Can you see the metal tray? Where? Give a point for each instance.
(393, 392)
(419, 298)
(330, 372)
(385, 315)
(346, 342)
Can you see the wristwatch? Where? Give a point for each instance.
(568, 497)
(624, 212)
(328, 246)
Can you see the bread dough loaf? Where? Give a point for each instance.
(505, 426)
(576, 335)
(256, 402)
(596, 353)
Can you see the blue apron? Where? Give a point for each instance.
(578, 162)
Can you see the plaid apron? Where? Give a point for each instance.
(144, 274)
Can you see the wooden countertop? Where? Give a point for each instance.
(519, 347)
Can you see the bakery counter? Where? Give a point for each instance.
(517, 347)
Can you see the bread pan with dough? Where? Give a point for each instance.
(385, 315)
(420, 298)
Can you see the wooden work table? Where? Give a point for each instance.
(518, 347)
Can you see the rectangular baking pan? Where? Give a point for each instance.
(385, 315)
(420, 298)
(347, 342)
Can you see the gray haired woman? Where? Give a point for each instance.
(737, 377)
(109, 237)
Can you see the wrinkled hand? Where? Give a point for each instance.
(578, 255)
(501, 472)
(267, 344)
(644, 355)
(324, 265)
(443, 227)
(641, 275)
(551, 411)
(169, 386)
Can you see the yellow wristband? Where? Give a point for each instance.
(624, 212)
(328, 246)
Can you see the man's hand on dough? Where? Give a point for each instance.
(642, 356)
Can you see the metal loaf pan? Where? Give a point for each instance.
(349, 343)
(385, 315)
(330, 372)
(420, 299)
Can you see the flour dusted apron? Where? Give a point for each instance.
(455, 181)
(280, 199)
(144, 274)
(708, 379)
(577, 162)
**********
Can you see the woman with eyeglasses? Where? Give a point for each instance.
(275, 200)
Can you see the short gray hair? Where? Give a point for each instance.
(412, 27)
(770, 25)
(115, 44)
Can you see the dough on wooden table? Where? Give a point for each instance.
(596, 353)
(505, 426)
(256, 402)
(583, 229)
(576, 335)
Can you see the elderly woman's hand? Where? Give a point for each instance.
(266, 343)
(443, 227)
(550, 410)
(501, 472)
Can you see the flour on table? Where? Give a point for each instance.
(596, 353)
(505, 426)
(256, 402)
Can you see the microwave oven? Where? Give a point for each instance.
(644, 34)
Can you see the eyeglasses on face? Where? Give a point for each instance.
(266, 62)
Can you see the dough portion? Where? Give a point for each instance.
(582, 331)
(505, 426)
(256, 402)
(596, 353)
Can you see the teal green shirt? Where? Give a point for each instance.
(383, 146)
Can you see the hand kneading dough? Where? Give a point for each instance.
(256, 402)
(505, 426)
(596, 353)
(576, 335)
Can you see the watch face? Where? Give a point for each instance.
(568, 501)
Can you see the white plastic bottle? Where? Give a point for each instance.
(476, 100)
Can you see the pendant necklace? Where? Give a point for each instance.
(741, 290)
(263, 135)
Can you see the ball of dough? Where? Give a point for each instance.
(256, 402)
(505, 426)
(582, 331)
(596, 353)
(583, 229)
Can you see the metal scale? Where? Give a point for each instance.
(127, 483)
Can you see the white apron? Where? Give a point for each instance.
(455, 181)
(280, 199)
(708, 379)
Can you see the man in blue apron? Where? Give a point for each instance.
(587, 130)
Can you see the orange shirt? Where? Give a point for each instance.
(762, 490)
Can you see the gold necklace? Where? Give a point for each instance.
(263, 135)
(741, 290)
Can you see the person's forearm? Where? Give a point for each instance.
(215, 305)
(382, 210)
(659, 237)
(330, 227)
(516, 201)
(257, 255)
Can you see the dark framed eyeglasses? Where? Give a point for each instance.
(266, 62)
**********
**Goal:**
Count the lines in the rows above that contain the string "apron", with case counting, and reply with the number alone.

**Task answer:**
5